1

I have created connection with S3 using boto3 library. But still i'm not able to access file there. Can you please help me what i'm doing wrong here.

Bucket : itx-acm-pas-dev-incoming-sourcefiles
File Name : Maestro_Data_loop_assignment_content.csv
file Location : itx-acm-cde-prd-incoming-sourcefiles/janssen_learn/TgtFiles/Maestro_Data_loop_assignment_content/

I have tried one code also.

import boto3
import csv
import StringIO
import pandas as pd
from boto.s3.connection import S3Connection

s3 = boto3.client('s3',
         aws_access_key_id='yyyyyyyy',
         aws_secret_access_key='xxxxxxxxxxx')

AWS_KEY = 'yyyyyyyyyy'
AWS_SECRET = 'xxxxxxxxxx'
aws_connection = S3Connection(AWS_KEY, AWS_SECRET)
bucket = aws_connection.get_bucket('itx-acm-pas-dev-incoming-sourcefiles')

file_name = "itx-acm-cde-prd-incoming-sourcefiles/janssen_learn/TgtFiles/Maestro_Data_loop_assignment_content/Maestro_Data_loop_assignment_content.csv"

content = bucket.get_key(file_name).get_contents_as_string()

* [Instruction 1] In the S3 forum post, what name does the poster give for the bucket?
* [Instruction 2] List every module that the code in the S3 forum post loads with a plain import statement, leaving out the "from" line.
* [Instruction 3] Write a continuation of the S3 forum post, picking up after its last line.
The records aren't needed for this work.

* [Entries supplied]

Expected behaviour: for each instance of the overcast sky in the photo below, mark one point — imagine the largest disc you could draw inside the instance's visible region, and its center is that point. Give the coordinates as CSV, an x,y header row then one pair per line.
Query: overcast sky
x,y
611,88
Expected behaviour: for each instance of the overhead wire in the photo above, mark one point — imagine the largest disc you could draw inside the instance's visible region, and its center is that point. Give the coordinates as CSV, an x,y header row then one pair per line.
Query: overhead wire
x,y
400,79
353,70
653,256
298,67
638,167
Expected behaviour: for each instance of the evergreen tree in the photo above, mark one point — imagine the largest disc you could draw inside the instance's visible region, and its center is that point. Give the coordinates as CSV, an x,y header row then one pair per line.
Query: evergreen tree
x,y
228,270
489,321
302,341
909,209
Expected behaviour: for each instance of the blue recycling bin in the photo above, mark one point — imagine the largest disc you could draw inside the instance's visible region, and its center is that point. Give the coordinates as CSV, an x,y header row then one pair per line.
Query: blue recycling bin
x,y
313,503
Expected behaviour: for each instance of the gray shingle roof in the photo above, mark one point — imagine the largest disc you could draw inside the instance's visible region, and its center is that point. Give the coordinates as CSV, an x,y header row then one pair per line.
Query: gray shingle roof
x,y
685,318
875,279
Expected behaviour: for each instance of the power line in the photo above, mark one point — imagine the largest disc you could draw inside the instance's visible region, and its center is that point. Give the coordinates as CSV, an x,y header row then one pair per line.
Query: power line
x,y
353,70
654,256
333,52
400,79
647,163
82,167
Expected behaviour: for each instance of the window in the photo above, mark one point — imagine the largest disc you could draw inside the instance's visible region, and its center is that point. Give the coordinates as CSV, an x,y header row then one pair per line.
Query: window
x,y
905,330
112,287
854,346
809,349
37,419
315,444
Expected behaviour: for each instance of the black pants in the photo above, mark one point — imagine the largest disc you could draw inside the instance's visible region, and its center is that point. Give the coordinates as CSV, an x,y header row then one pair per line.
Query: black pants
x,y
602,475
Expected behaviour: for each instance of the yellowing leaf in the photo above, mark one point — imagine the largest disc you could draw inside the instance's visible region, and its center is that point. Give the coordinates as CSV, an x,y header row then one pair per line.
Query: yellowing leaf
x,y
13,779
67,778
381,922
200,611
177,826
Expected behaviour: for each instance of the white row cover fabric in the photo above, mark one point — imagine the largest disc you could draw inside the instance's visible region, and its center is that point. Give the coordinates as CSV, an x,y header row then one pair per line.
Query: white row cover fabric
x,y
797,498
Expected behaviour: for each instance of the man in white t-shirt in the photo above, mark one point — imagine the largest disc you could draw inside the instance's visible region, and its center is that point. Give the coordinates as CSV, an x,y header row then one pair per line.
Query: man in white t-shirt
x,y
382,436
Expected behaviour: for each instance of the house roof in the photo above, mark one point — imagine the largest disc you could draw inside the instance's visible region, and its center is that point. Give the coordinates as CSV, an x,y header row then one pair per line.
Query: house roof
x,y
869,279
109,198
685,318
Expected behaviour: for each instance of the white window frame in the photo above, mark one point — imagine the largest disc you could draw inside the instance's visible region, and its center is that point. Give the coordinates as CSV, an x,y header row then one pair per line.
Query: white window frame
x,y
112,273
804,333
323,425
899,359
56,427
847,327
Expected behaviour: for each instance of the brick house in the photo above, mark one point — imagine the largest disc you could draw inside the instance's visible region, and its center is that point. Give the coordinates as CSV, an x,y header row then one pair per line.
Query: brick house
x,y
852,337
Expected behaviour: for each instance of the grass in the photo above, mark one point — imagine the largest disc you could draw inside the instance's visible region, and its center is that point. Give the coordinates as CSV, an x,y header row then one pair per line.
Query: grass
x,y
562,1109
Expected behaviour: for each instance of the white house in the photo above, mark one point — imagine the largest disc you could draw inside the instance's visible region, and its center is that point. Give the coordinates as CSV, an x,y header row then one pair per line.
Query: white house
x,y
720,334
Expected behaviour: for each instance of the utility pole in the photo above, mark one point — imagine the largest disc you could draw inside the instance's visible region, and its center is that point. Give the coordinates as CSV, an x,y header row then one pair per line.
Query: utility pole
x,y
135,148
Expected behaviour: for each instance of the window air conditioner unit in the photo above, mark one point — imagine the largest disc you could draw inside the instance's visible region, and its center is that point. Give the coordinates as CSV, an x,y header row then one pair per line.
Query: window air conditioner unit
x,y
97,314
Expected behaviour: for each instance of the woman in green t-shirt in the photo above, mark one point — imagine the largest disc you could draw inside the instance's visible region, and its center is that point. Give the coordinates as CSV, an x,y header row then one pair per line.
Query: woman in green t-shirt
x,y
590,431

* [Task result 1] itx-acm-pas-dev-incoming-sourcefiles

* [Task result 2] boto3, csv, StringIO, pandas

* [Task result 3]
df = pd.read_csv(StringIO.StringIO(content))

print(df.head(3))
abhishek
  • 41
  • 1
  • 2
  • 10

1 Answers1

0

Please refer to this issue: Read a csv file from aws s3 using boto and pandas

for reading the filename you can also use this:

s3 = boto3.resource('s3')
bucket = s3.Bucket('test-bucket')
# Iterates through all the objects, doing the pagination for you. Each obj
# is an ObjectSummary, so it doesn't contain the body. You'll need to call
# get to get the whole body.
for obj in bucket.objects.all():
    key = obj.key
    body = obj.get()['Body'].read()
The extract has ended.